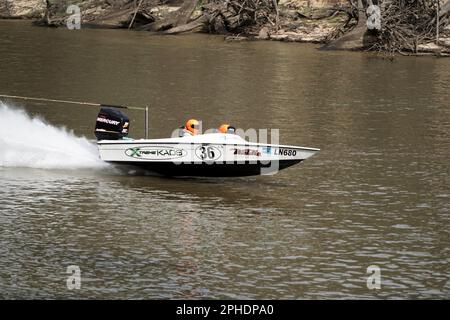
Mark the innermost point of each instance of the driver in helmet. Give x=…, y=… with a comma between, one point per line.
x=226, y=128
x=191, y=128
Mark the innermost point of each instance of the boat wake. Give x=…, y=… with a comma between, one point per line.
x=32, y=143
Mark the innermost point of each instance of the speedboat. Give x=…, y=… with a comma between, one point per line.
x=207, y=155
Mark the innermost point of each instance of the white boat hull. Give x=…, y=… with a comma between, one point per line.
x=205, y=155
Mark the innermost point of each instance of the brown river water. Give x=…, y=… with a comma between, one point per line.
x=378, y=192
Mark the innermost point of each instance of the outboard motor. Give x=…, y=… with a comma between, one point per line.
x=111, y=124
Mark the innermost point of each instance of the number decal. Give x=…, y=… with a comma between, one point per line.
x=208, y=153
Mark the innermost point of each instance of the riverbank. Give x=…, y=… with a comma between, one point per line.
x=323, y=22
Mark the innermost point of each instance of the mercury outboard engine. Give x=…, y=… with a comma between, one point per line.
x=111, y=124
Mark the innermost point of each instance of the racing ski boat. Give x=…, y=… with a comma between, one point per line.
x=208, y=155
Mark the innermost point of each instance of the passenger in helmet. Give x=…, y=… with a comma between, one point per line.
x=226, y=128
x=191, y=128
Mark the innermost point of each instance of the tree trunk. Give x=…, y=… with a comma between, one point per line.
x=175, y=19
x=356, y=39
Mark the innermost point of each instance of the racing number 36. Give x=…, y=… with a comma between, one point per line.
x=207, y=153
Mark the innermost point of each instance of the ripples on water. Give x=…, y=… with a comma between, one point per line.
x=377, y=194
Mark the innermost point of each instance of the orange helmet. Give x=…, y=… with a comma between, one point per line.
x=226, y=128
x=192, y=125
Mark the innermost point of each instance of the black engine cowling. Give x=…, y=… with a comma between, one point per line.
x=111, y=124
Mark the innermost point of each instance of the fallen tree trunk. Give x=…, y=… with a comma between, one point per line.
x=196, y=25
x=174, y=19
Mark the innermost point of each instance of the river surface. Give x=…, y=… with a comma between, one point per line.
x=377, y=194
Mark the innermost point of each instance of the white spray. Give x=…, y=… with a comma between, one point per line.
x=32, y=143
* * *
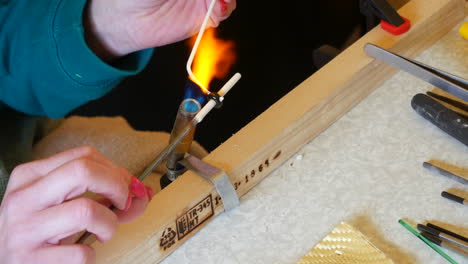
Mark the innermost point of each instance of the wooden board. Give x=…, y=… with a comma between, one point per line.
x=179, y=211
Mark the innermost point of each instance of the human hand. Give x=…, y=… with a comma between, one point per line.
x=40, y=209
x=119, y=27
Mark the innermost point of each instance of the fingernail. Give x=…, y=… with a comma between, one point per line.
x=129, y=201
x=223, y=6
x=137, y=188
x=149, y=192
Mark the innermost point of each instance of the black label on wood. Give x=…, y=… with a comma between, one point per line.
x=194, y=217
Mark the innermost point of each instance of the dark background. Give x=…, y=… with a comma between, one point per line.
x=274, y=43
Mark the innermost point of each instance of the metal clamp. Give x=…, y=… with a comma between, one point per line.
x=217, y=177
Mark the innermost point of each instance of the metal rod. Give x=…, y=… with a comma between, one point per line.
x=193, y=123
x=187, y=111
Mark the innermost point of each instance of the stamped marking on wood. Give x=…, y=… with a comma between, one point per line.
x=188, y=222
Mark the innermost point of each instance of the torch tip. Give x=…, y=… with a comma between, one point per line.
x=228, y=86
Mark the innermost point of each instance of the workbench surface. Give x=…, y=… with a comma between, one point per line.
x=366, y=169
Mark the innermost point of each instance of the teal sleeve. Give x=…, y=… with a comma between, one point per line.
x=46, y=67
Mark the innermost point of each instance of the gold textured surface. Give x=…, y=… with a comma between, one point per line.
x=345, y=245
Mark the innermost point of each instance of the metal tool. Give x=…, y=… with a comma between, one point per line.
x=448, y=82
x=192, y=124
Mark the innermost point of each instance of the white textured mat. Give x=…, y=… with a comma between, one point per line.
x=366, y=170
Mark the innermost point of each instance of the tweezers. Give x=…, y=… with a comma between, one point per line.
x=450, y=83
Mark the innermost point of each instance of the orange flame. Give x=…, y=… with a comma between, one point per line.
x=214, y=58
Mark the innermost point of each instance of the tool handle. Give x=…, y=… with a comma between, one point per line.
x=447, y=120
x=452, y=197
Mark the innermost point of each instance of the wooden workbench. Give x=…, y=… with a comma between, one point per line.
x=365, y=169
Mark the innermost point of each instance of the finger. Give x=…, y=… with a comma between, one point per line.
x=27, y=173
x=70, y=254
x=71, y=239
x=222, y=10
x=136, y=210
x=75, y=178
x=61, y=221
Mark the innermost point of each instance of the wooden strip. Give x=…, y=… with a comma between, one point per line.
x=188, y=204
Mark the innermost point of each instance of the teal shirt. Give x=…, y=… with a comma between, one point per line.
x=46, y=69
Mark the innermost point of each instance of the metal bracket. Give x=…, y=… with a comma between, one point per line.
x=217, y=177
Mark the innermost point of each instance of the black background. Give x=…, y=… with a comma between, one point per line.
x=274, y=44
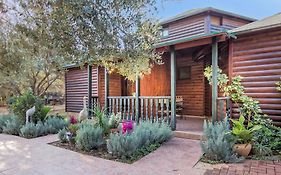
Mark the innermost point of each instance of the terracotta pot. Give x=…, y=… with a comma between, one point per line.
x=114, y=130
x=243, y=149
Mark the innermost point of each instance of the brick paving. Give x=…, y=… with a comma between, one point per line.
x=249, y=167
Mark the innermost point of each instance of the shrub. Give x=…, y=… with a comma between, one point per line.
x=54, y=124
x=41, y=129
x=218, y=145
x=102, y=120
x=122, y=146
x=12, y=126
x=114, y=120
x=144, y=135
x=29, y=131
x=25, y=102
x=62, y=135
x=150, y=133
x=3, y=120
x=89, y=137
==
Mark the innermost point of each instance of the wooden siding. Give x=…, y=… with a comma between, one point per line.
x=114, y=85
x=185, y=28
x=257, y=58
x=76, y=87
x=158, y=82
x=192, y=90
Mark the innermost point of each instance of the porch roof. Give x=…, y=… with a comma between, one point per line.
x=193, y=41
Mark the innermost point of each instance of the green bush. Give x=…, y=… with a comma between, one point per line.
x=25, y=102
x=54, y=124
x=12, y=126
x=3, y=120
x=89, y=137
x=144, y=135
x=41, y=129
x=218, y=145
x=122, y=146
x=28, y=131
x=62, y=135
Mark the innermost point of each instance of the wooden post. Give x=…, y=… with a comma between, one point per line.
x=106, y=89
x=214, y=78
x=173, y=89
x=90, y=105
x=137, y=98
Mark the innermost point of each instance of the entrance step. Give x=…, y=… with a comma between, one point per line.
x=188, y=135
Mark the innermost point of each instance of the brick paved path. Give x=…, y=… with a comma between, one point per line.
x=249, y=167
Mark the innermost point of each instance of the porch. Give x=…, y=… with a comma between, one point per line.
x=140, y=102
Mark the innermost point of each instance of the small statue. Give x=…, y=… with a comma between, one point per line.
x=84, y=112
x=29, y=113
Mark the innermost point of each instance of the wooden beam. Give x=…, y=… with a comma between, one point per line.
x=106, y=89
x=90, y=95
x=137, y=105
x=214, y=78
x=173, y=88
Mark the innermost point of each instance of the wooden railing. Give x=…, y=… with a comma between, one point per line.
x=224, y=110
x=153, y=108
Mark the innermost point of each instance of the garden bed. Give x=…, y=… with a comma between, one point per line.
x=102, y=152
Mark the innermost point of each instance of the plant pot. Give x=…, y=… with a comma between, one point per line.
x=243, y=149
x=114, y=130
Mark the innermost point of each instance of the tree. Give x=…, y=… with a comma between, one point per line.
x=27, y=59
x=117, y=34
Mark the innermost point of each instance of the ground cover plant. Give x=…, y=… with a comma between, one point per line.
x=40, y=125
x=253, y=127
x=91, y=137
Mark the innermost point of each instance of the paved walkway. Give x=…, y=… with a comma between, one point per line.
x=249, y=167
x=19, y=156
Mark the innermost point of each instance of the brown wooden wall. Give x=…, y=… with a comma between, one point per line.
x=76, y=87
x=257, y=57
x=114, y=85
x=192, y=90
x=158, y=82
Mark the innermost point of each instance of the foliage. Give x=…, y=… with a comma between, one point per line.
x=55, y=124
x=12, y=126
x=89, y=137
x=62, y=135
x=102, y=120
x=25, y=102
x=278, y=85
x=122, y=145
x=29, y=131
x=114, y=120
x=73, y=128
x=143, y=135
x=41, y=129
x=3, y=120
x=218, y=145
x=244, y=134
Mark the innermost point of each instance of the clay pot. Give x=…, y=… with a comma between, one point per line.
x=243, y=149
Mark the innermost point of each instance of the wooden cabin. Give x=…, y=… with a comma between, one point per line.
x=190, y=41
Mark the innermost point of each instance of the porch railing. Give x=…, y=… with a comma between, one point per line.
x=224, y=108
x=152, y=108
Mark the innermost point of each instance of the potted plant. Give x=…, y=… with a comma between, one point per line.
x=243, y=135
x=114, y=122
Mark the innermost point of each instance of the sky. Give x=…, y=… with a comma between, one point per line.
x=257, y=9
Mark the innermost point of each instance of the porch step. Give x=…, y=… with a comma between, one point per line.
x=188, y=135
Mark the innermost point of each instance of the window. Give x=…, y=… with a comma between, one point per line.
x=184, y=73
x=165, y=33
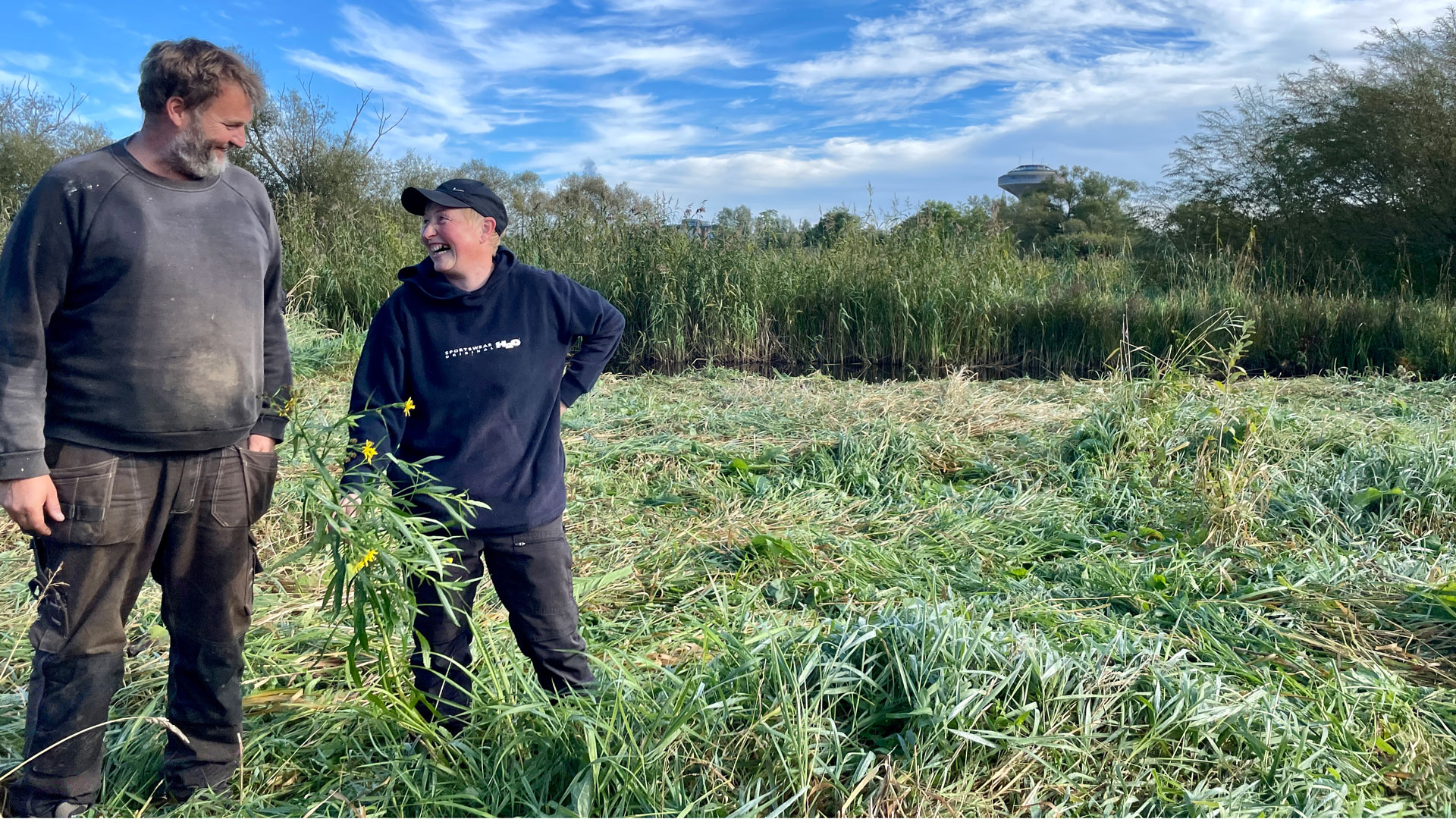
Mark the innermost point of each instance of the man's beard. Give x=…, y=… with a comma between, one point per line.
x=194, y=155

## Set problem
Copy out, word for word, the part of the items above that opens with the line containing "Mark the innermost point of each instance of the driver" and closes with the line containing "x=207, y=153", including both of those lines.

## Answer to the problem
Mark the innermost point of each instance of the driver in helmet. Give x=…, y=… with a comma between, one point per line.
x=226, y=128
x=191, y=128
Mark the innermost point of each instance of the boat wake. Give x=…, y=… with a comma between, one point per line.
x=32, y=143
Mark the innermost point of each instance of the speedboat. Give x=…, y=… with a comma between, one point per line.
x=207, y=155
Mark the innermost point of each instance of the white boat hull. Give x=…, y=… with a comma between, one point per line.
x=205, y=155
Mark the innermost point of each instance of the brown river water. Give x=…, y=… with a comma between, one point per line.
x=378, y=192
Mark the innermost point of each instance of the outboard motor. Give x=…, y=… with a comma between, one point per line.
x=111, y=124
Mark the innermost point of each instance of the number decal. Give x=…, y=… with a comma between, one point per line.
x=208, y=153
Mark the innermost point of each instance of the riverbank. Give x=…, y=… with a comma between, one point per line.
x=323, y=22
Mark the innermost point of each instance of the mercury outboard engine. Give x=…, y=… with a comma between, one point per line.
x=111, y=124
Mark the innermost point of each instance of the racing ski boat. Give x=…, y=… with a comma between, one point per line.
x=208, y=155
Mark the innermost point of each instance of the passenger in helmet. Give x=…, y=… with a comma between, one point per line.
x=226, y=128
x=191, y=128
Mark the innermost point of each instance of the tree trunk. Give x=…, y=… with a comma between, one point per line.
x=175, y=19
x=356, y=39
Mark the innermost point of each instance of the racing number 36. Give x=…, y=… with a comma between, one point per line.
x=207, y=153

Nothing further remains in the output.